__TEKSTBLOK__
Artikel in VN door Annemiek Leclaire
We kunnen niet meer met verdriet omgaan, vindt de Vlaamse psychiater Dirk De Wachter. Er heerst een doorgeslagen hoera-stemming. In De kunst van het ongelukkig zijn, dat deze week verschijnt, pleit psychiater Dirk De Wachter voor eerherstel van het verdriet. ‘Wij zijn ten diepste natuurlijk strompelende, tekortige wezens, maar dat past niet in de wereld van de maakbare mens.
Achteraf had ik veel specifiekere vragen willen stellen, zoals: waarom zijn mensen eigenlijk zo bang voor verdriet? Voor dat van zichzelf en van anderen? Hoe komt het toch dat als er iemand dood gaat, de mensen die op bezoek komen de naam van de gestorvene liefst niet noemen, waarom proberen we elkaar toch altijd maar af te leiden van pijn, in plaats van erbovenop te duiken, er helemaal in te klimmen, er ieder vezeltje van te willen bekijken – waarom vragen we niet aan elkaar: hoe is het nou echt met je, denk je nog veel aan hem of haar? Begint de pijn te dalen? Vertel me eens: wat hadden zijn ogen voor kleur, en hoe noemde je haar, hoe hield hij je op koers, waarom hield je zo ogenblikkelijk van haar, en praat je nog met hem in gedachten? Wat doe je nu op de dagen waarop je eigenlijk samen zou zijn, hoe vul je die in?
Dan zou ik zeggen dat ik bijvoorbeeld op kerstavond nu in mijn eentje naar ons lievelingscafé was gegaan, dat ik daar rond etenstijd een paar zware donkere bieren had gedronken waardoor ik later die avond op de Jivamukti yoga kerstceremonie steeds mijn evenwicht had verloren op de mat. Dat we tijdens die yogaceremonie iets op een papiertje hadden moeten schrijven, iets waar we vanaf wilden, en dat in het vuur hadden moeten gooien.

__OPGAVE A__
Zet alle regels van de records in een Markdown-tabel met de kolommen Nr en Regel, één regel per rij, zonder lege regels. Laat de afbeeldingen in de records weg.

Geëxtraheerde gegevensrecords:
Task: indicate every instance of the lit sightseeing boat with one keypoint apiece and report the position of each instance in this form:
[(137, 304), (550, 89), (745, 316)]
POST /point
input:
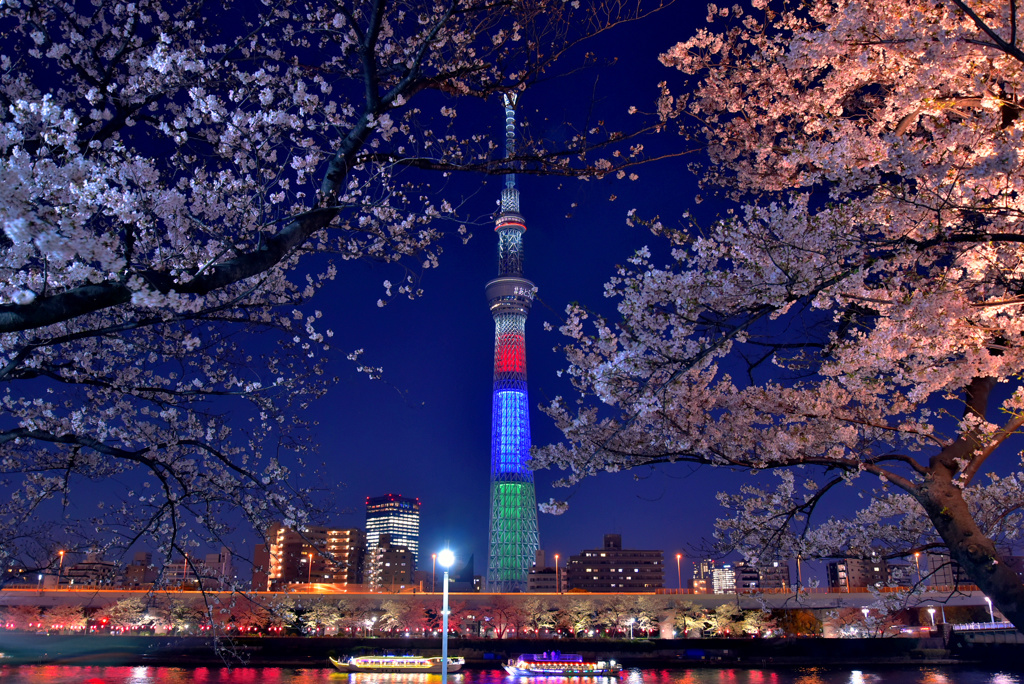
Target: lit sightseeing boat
[(559, 665), (407, 664)]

__OPGAVE B__
Welke vragen volgen in het artikel over verdriet direct na "Vertel me eens:"? Noem ze allemaal.

__RESULTAAT OEFENING A__
| Nr | Regel |
|---|---|
| 1 | Task: indicate every instance of the lit sightseeing boat with one keypoint apiece and report the position of each instance in this form: |
| 2 | [(137, 304), (550, 89), (745, 316)] |
| 3 | POST /point |
| 4 | input: |
| 5 | Target: lit sightseeing boat |
| 6 | [(559, 665), (407, 664)] |

__RESULTAAT OEFENING B__
- wat hadden zijn ogen voor kleur
- hoe noemde je haar
- hoe hield hij je op koers
- waarom hield je zo ogenblikkelijk van haar
- praat je nog met hem in gedachten